Can you reproduce all of the material below verbatim, leaving out the pictures?

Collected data
=== Section Start ===

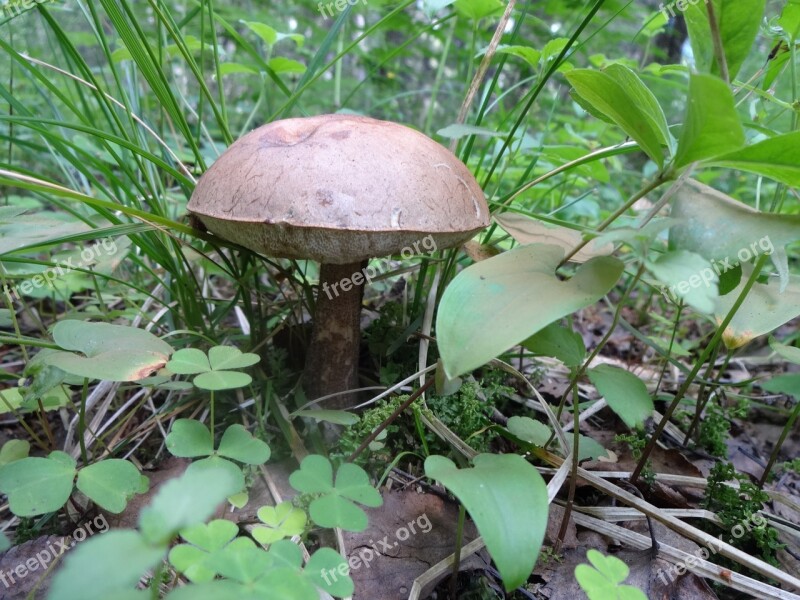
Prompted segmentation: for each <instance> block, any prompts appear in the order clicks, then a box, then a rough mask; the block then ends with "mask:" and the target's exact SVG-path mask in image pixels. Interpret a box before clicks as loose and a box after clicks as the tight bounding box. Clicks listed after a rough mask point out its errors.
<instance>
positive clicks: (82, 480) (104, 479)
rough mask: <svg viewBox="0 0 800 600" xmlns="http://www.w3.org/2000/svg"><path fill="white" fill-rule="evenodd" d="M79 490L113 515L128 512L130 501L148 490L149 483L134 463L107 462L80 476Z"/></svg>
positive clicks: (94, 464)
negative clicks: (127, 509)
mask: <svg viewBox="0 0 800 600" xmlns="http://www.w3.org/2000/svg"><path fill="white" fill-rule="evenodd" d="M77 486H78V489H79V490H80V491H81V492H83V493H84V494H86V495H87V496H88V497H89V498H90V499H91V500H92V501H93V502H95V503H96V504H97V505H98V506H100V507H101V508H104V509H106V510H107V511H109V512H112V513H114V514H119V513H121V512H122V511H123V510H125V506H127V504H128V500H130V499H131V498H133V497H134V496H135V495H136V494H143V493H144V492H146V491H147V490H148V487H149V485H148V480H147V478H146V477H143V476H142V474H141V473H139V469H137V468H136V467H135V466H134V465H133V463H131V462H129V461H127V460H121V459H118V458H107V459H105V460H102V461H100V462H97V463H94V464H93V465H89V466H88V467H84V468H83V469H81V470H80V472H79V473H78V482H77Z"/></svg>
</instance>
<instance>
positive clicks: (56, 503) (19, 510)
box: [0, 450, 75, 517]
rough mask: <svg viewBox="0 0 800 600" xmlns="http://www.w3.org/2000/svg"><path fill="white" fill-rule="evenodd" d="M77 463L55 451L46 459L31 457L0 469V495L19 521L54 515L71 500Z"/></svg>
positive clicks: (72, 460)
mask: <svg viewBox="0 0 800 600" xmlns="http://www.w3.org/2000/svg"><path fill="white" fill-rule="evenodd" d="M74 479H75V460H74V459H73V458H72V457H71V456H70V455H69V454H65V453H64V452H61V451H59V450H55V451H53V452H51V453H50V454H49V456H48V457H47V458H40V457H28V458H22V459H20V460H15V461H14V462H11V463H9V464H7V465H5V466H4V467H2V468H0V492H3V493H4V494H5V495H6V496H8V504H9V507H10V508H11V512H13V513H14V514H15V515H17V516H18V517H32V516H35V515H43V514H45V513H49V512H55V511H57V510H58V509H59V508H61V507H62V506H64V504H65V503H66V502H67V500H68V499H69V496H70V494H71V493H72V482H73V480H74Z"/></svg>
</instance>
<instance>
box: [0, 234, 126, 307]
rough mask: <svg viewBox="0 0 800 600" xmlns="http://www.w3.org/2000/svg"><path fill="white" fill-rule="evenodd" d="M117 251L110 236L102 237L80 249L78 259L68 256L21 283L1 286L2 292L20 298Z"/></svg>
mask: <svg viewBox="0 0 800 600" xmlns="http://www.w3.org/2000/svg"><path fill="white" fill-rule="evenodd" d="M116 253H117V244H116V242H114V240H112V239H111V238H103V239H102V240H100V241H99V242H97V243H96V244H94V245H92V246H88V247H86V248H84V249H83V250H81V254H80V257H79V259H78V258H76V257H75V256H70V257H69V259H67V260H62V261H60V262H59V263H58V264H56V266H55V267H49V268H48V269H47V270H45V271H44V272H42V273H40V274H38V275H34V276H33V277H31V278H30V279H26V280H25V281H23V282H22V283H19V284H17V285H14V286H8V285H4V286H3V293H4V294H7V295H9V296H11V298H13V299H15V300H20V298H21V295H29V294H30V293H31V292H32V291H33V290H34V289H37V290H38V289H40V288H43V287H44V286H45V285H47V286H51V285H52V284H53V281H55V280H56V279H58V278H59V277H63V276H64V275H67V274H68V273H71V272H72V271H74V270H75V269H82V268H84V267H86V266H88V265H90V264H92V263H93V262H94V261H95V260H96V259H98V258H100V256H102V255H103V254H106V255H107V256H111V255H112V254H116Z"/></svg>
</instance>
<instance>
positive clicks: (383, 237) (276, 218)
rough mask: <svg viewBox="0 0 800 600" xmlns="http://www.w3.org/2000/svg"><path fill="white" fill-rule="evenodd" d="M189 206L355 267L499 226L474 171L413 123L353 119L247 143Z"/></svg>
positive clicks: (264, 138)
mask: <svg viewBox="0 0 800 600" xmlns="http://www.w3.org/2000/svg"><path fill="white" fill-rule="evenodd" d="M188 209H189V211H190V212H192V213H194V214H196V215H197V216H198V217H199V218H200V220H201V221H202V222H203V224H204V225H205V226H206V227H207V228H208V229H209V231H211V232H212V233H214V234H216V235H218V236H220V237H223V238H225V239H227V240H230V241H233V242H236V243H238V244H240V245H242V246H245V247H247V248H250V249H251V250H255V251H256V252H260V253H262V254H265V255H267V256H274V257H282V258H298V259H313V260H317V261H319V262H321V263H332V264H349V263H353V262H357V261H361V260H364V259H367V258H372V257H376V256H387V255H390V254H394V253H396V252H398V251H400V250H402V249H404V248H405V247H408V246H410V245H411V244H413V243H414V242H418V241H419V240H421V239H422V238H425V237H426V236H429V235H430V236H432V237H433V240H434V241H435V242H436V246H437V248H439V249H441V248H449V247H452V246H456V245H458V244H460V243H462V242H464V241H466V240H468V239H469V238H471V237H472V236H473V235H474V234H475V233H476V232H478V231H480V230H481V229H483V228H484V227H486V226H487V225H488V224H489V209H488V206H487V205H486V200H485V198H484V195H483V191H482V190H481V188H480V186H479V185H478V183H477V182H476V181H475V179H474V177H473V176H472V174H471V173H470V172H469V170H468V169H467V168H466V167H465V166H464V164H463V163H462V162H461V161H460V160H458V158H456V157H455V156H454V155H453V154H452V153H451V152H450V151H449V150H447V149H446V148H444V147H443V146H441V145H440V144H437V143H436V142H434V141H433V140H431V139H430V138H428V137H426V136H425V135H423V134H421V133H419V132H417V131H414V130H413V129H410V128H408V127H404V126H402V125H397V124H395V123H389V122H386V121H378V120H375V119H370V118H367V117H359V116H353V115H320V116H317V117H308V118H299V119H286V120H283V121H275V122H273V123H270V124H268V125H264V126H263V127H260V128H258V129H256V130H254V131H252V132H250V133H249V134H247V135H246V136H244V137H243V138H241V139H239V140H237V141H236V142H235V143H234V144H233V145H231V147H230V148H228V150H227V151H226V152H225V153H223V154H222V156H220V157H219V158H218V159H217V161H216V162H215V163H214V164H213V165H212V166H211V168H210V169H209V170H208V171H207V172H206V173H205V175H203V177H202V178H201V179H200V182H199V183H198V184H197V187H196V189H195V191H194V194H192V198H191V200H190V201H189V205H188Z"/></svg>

=== Section End ===

* REPLY TO THE TASK
Prompted segmentation: for each <instance> block, any prompts appear in the order clicks, then a box, then a rough mask; the block then ends with "mask:" and the target's exact SVG-path mask in image pixels. Interpret a box before clicks as loose and a box after clicks as the tight bounding box. Clicks listed after a rough mask point out its errors.
<instance>
positive clicks: (82, 480) (104, 479)
rough mask: <svg viewBox="0 0 800 600" xmlns="http://www.w3.org/2000/svg"><path fill="white" fill-rule="evenodd" d="M79 490L113 515L128 512L130 501L148 490L149 483L134 463L107 462L80 476Z"/></svg>
positive clicks: (94, 464)
negative clicks: (127, 509)
mask: <svg viewBox="0 0 800 600" xmlns="http://www.w3.org/2000/svg"><path fill="white" fill-rule="evenodd" d="M77 486H78V489H79V490H80V491H81V492H83V493H84V494H86V495H87V496H88V497H89V498H90V499H91V500H92V501H93V502H95V503H96V504H97V505H98V506H100V507H101V508H104V509H106V510H107V511H109V512H112V513H114V514H119V513H121V512H122V511H123V510H125V506H127V504H128V500H130V499H131V498H133V497H134V496H135V495H136V494H143V493H144V492H146V491H147V490H148V487H149V485H148V480H147V478H146V477H143V476H142V474H141V473H139V469H137V468H136V467H135V466H134V465H133V463H131V462H129V461H127V460H121V459H118V458H107V459H105V460H102V461H100V462H97V463H94V464H93V465H89V466H88V467H84V468H83V469H81V470H80V472H79V473H78V482H77Z"/></svg>
</instance>
<instance>
positive clicks: (56, 503) (19, 510)
box: [0, 450, 75, 517]
rough mask: <svg viewBox="0 0 800 600" xmlns="http://www.w3.org/2000/svg"><path fill="white" fill-rule="evenodd" d="M77 463L55 451L46 459L31 457L0 469V495L19 521L54 515L71 500Z"/></svg>
positive clicks: (72, 460)
mask: <svg viewBox="0 0 800 600" xmlns="http://www.w3.org/2000/svg"><path fill="white" fill-rule="evenodd" d="M74 479H75V460H74V459H73V458H72V457H71V456H70V455H69V454H65V453H64V452H61V451H59V450H55V451H53V452H51V453H50V454H49V456H48V457H47V458H40V457H28V458H22V459H20V460H15V461H14V462H11V463H9V464H7V465H5V466H4V467H2V468H0V492H3V493H4V494H5V495H6V496H8V504H9V507H10V508H11V512H13V513H14V514H15V515H17V516H18V517H32V516H35V515H43V514H45V513H49V512H55V511H57V510H58V509H59V508H61V507H62V506H64V504H65V503H66V502H67V500H68V499H69V496H70V494H71V493H72V482H73V480H74Z"/></svg>
</instance>
<instance>
box: [0, 234, 126, 307]
rough mask: <svg viewBox="0 0 800 600" xmlns="http://www.w3.org/2000/svg"><path fill="white" fill-rule="evenodd" d="M117 251L110 236L102 237L80 249L78 259L68 256L21 283L1 286L2 292L20 298Z"/></svg>
mask: <svg viewBox="0 0 800 600" xmlns="http://www.w3.org/2000/svg"><path fill="white" fill-rule="evenodd" d="M116 253H117V244H116V242H114V240H112V239H111V238H103V239H102V240H100V241H99V242H97V243H96V244H94V245H92V246H88V247H86V248H84V249H83V250H81V254H80V257H79V259H78V258H76V257H75V256H70V257H69V259H67V260H62V261H60V262H59V263H58V264H56V266H55V267H49V268H48V269H47V270H45V271H44V272H42V273H40V274H38V275H34V276H33V277H31V278H30V279H26V280H25V281H23V282H22V283H19V284H17V285H14V286H8V285H4V286H3V293H4V294H7V295H9V296H11V298H13V299H15V300H20V298H21V295H29V294H30V293H31V292H32V291H33V290H34V289H37V290H38V289H40V288H43V287H44V286H45V285H47V286H51V285H52V284H53V281H55V280H56V279H58V278H59V277H63V276H64V275H67V274H68V273H71V272H72V271H74V270H75V269H82V268H84V267H86V266H88V265H90V264H92V263H93V262H94V261H95V260H96V259H98V258H100V256H102V255H103V254H106V255H107V256H111V255H112V254H116Z"/></svg>
</instance>
<instance>
positive clicks: (383, 237) (276, 218)
rough mask: <svg viewBox="0 0 800 600" xmlns="http://www.w3.org/2000/svg"><path fill="white" fill-rule="evenodd" d="M189 206L355 267L499 226L474 171L413 123L353 119L247 143Z"/></svg>
positive clicks: (264, 138)
mask: <svg viewBox="0 0 800 600" xmlns="http://www.w3.org/2000/svg"><path fill="white" fill-rule="evenodd" d="M188 209H189V211H190V212H192V213H194V214H196V215H197V216H198V217H199V218H200V220H201V221H202V222H203V224H204V225H205V226H206V227H207V228H208V229H209V231H211V232H212V233H214V234H216V235H218V236H220V237H223V238H225V239H227V240H230V241H233V242H236V243H238V244H240V245H242V246H245V247H247V248H250V249H251V250H255V251H256V252H260V253H262V254H265V255H267V256H274V257H282V258H298V259H313V260H317V261H319V262H321V263H332V264H349V263H353V262H357V261H361V260H364V259H367V258H372V257H376V256H387V255H390V254H394V253H396V252H398V251H400V250H402V249H404V248H405V247H408V246H410V245H411V244H413V243H414V242H418V241H419V240H421V239H422V238H425V237H426V236H429V235H430V236H432V237H433V240H434V241H435V242H436V246H437V248H439V249H441V248H449V247H452V246H456V245H458V244H460V243H462V242H464V241H466V240H468V239H469V238H471V237H472V236H473V235H474V234H475V233H476V232H478V231H480V230H481V229H483V228H484V227H486V226H487V225H488V224H489V209H488V206H487V205H486V200H485V198H484V195H483V191H482V190H481V188H480V186H479V185H478V183H477V182H476V181H475V179H474V177H473V176H472V174H471V173H470V172H469V170H468V169H467V168H466V167H465V166H464V164H463V163H462V162H461V161H460V160H458V158H456V157H455V156H454V155H453V154H452V153H451V152H450V151H449V150H447V149H446V148H444V147H443V146H441V145H440V144H437V143H436V142H434V141H433V140H431V139H430V138H428V137H426V136H425V135H423V134H421V133H419V132H417V131H414V130H413V129H410V128H408V127H404V126H402V125H397V124H395V123H389V122H386V121H378V120H375V119H370V118H367V117H359V116H353V115H320V116H317V117H308V118H299V119H286V120H283V121H275V122H273V123H270V124H268V125H264V126H263V127H260V128H258V129H256V130H254V131H252V132H250V133H249V134H247V135H246V136H244V137H243V138H241V139H239V140H237V141H236V142H235V143H234V144H233V145H231V147H230V148H228V150H227V151H226V152H225V153H223V154H222V156H220V157H219V158H218V159H217V161H216V162H215V163H214V164H213V165H212V166H211V168H210V169H209V170H208V171H207V172H206V173H205V175H203V177H202V178H201V179H200V182H199V183H198V184H197V187H196V189H195V191H194V194H192V198H191V200H190V201H189V205H188Z"/></svg>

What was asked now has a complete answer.